-- Directions --
1. According to the machine learning excerpt, which three base models does the study combine with AdaBoost regression?
2. Output the stretch of the machine learning excerpt from "The present study" through "and iterative procedure15.", copied word for word.

The use of machine learning models has gained significant traction as powerful tools for the analysis and prediction of data in various industries7,8. The application of these methodologies enables the extraction of valuable insights and complex patterns from intricate datasets, thereby empowering researchers to generate accurate predictions and well-informed decisions. There have been significant advances in the ___domain of ML over the past decade, which have led to the emergence of various algorithms and models designed to address a wide range of complex problems9,10,11. Unlike CFD method, ML can learn the data to offer quick and accurate prediction of concentration distribution of solute entire the process12,13. For adsorption, this can be done by finding solute concentration versus spatial coordinates such as x and y14. From the practical point of view, finding solute concentration versus x and y can help optimize the process and calculate the separation efficiency for various solid adsorbents, thereby saving time and cost of measurements.

The present study employed AdaBoost regression as the ensemble method, incorporating three distinct base models: decision tree (DT), support vector regression (SVR), and Gaussian process regression (GPR) for the first time to predict solute concentration in adsorption process using mesoporous silica materials. AdaBoost regression is a widely utilized and highly efficient methodology for constructing precise regression models. This is achieved by amalgamating the forecasts of numerous weak regressors through an adaptive and iterative procedure15.

The DT regression approach is a simple yet powerful way of modeling predictive data. By recursively splitting the dataset, it creates a tree-like structure where each leaf (terminal) node contains the predicted numeric value. DT regression is known for its interpretability, making it a popular choice when understanding feature importance is crucial. However, it can be prone to overfitting noisy data, and its performance may be limited for highly complex relationships within the data16.

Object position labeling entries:
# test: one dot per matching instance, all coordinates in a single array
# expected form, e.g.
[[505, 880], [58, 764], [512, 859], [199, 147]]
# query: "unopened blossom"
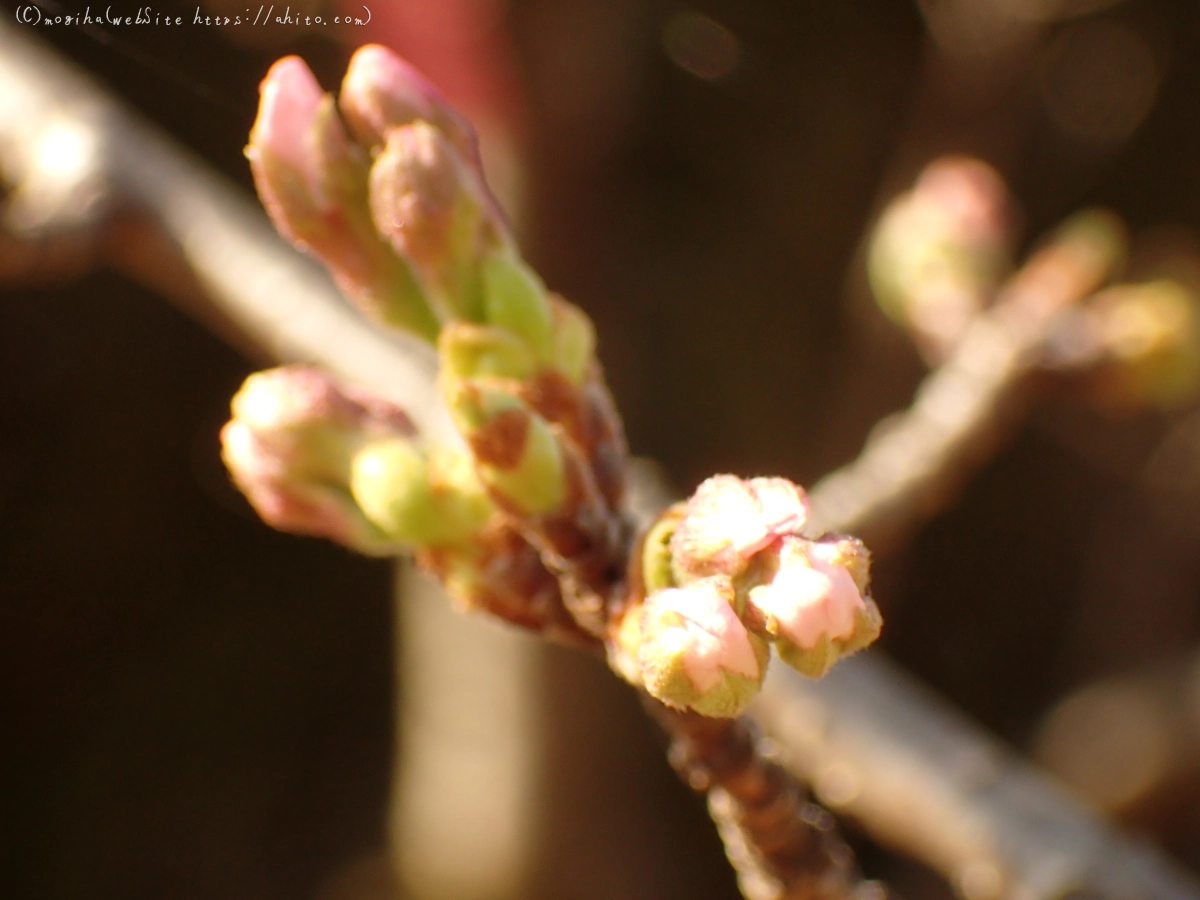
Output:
[[940, 249], [729, 520], [287, 107], [1150, 336], [382, 91], [289, 448], [312, 180], [695, 653], [815, 606]]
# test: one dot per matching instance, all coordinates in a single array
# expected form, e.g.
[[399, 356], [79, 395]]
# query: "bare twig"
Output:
[[922, 779], [915, 461]]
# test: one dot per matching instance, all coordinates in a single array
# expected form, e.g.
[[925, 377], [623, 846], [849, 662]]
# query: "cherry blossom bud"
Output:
[[312, 181], [469, 351], [940, 250], [517, 454], [695, 653], [289, 448], [574, 339], [515, 299], [729, 520], [419, 498], [1150, 336], [381, 91], [815, 606], [432, 208]]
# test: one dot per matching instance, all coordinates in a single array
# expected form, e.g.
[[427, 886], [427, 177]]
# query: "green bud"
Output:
[[657, 568], [516, 451], [419, 499], [575, 340], [433, 209], [515, 299], [469, 351]]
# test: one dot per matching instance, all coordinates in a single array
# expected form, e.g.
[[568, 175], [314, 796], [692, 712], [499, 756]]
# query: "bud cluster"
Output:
[[729, 574], [385, 186], [940, 250]]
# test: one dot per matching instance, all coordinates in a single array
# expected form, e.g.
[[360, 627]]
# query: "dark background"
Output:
[[196, 706]]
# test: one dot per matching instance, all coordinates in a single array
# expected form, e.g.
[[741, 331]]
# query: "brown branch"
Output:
[[923, 780], [913, 462]]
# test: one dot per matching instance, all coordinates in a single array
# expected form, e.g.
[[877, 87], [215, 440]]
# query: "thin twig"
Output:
[[913, 462]]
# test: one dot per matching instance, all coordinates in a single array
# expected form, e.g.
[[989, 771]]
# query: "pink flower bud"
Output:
[[381, 91], [940, 249], [313, 183], [809, 598], [815, 606], [729, 520], [288, 101], [695, 653], [294, 504], [291, 445]]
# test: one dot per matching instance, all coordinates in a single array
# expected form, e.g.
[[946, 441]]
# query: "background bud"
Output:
[[431, 207], [1150, 335], [729, 520], [940, 250]]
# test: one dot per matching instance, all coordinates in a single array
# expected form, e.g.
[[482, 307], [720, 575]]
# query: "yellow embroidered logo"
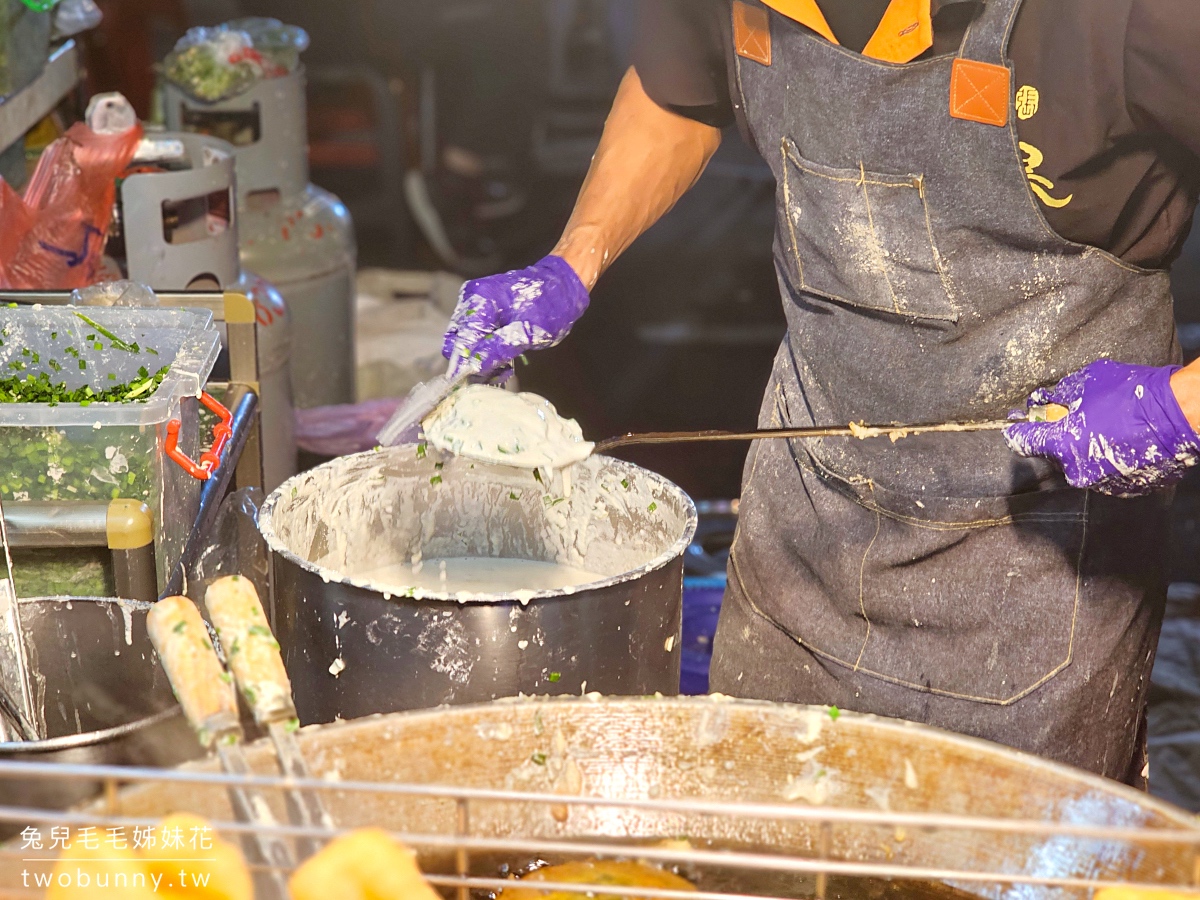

-- Written responses --
1. Decision tree (DT), support vector regression (SVR), and Gaussian process regression (GPR).

2.
The present study employed AdaBoost regression as the ensemble method, incorporating three distinct base models: decision tree (DT), support vector regression (SVR), and Gaussian process regression (GPR) for the first time to predict solute concentration in adsorption process using mesoporous silica materials. AdaBoost regression is a widely utilized and highly efficient methodology for constructing precise regression models. This is achieved by amalgamating the forecasts of numerous weak regressors through an adaptive and iterative procedure15.